### Document section ###

This F-statistic has nothing at all to do with the other F-statistic treated in lack-of-fit sum of squares. In particular, this F-statistic has nothing to say about whether the model fits well or not. You said the correlation would have to be much higher to be statistically significant. That was completely wrong, as shown by this F-statistic. On a different issue, you said the line doesn't fit well at all. That is correct for reasons having nothing to do with those you cited. The summary statistics mentioned above do not tell you whether fitting a line makes sense or not; they are completely silent on that issue, and you are wrong to try to use them for that purpose. But instead of those summary statistics, if you look at the actual scatterplot, you will see instantly that fitting a line is the wrong thing to do in this case. Michael Hardy (talk) 18:55, 9 July 2009 (UTC)[reply]

I'm not sure a correlation of -0.385 is that low; it depends entirely on context. Spearman's rank correlation is -0.515. The p-value for testing either against the null hypothesis of zero correlation is <0.0001. But i'd agree it's useful (essential, even) to plot the data, and plotting the mean, or the median, of the y values for each value of x is a good idea. Both the mean and the median clearly decrease over the first 3 or 4 values of x, but for larger x it's pretty flat (though it's hard to be for x>5 sure as the number of observations decreases rapidly). That shows that the straight-line fit from linear regression is unlikely to be appropriate. Also the variance decreases strongly with increasing x, which again means linear regression is unlikely to be appropriate (at least not without some transformation). What is appropriate depends a lot on your scientific objectives, which you don't tell us.

### Material ###

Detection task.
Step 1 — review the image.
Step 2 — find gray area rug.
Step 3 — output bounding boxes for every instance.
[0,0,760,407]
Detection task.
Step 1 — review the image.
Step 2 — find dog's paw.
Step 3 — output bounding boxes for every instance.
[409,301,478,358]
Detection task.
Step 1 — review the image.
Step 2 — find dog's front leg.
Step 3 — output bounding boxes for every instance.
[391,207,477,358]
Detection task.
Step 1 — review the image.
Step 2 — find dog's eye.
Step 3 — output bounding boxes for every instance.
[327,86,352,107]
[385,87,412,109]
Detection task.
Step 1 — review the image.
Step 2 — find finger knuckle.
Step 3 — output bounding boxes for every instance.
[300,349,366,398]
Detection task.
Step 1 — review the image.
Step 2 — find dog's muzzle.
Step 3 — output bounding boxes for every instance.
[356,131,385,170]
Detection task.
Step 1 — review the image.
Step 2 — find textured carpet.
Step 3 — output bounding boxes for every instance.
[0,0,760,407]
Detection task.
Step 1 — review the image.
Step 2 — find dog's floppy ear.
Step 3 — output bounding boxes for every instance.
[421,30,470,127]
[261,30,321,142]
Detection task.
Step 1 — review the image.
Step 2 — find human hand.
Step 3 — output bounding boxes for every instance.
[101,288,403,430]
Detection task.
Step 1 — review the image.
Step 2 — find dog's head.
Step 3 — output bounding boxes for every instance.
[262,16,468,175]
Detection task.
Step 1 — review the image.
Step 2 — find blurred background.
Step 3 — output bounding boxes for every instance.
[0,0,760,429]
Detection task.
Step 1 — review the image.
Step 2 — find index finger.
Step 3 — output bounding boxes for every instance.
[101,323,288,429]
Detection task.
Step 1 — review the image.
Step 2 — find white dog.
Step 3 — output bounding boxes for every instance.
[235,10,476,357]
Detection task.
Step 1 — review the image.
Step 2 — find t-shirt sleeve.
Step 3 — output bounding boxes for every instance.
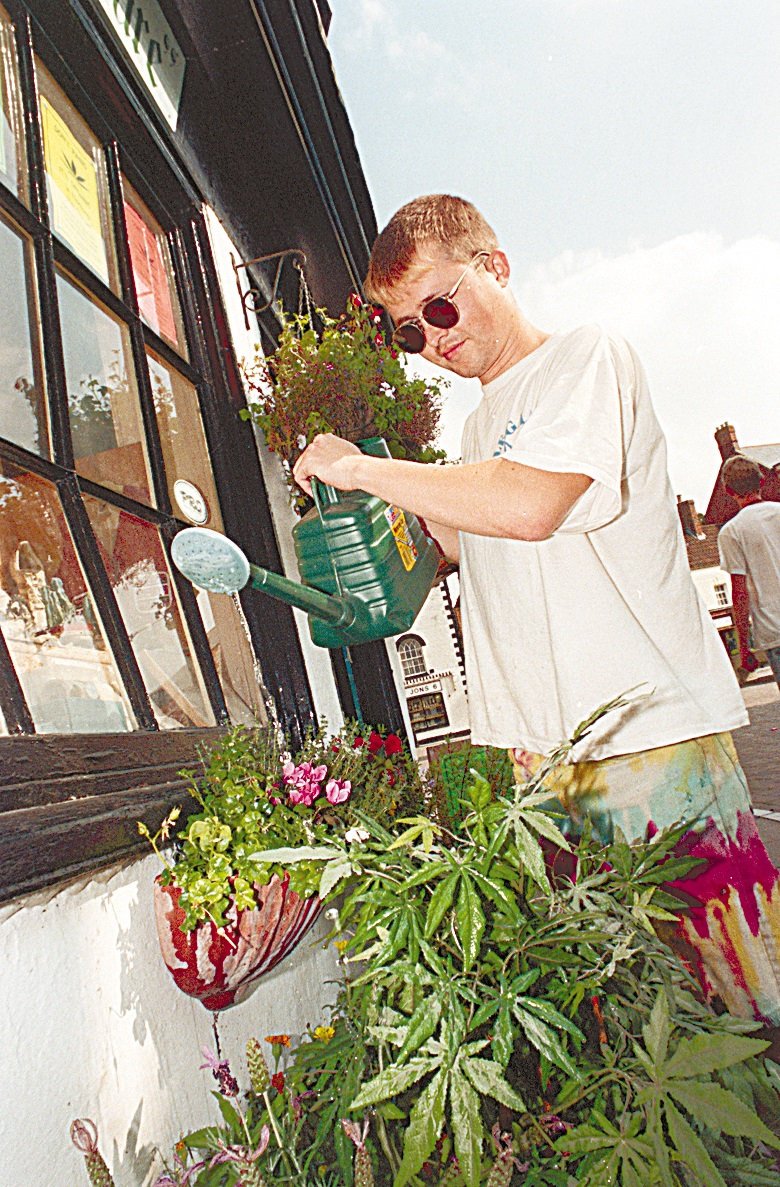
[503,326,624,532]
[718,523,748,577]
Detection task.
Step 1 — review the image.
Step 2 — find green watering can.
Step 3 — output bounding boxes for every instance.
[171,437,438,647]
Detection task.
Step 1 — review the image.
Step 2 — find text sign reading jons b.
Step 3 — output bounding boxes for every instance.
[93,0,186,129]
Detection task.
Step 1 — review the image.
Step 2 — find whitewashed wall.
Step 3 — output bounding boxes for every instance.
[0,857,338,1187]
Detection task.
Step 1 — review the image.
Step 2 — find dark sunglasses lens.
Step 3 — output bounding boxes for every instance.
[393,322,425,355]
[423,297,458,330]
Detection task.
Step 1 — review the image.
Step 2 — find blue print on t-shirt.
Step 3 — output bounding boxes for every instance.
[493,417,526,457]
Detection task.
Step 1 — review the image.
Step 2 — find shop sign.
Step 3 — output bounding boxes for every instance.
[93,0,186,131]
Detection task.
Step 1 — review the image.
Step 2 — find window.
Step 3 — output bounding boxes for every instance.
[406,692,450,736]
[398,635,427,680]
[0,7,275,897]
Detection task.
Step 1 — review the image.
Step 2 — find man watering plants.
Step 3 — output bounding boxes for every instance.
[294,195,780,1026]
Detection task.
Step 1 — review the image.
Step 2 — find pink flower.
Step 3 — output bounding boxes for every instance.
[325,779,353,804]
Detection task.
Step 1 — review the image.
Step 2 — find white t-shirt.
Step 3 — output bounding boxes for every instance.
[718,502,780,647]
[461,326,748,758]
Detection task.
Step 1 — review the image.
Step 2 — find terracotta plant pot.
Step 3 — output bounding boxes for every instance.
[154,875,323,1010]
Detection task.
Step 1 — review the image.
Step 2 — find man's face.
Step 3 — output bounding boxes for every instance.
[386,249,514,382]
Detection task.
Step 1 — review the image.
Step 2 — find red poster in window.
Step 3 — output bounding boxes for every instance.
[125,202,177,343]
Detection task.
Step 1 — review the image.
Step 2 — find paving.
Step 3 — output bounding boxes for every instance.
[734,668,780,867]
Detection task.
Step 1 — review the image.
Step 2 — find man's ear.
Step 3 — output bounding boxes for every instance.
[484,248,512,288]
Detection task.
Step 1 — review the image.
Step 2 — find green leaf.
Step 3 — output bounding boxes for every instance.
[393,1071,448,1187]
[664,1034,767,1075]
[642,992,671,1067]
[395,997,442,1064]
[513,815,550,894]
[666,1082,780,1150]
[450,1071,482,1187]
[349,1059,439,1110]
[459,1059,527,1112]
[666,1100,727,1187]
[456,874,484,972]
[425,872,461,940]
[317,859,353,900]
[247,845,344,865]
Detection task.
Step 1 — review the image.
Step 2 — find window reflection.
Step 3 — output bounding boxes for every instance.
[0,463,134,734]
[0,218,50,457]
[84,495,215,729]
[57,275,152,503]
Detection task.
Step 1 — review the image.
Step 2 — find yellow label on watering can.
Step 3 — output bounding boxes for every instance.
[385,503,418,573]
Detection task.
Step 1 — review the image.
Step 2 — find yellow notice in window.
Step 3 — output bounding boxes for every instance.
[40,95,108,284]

###

Tasks for this exercise
- A) Answer these questions about the regression discussion, one per line:
(i) What value is given for Spearman's rank correlation?
(ii) According to the first comment, what will you see instantly if you look at the actual scatterplot?
(iii) How does the variance change as x increases?
- B) Tally the lines of the rows that contain the string "shirt", with case counting, and give the number alone.
The rows have no connection to the text above them.

Answers per task
- A)
(i) -0.515
(ii) That fitting a line is the wrong thing to do in this case.
(iii) It decreases strongly.

- B) 3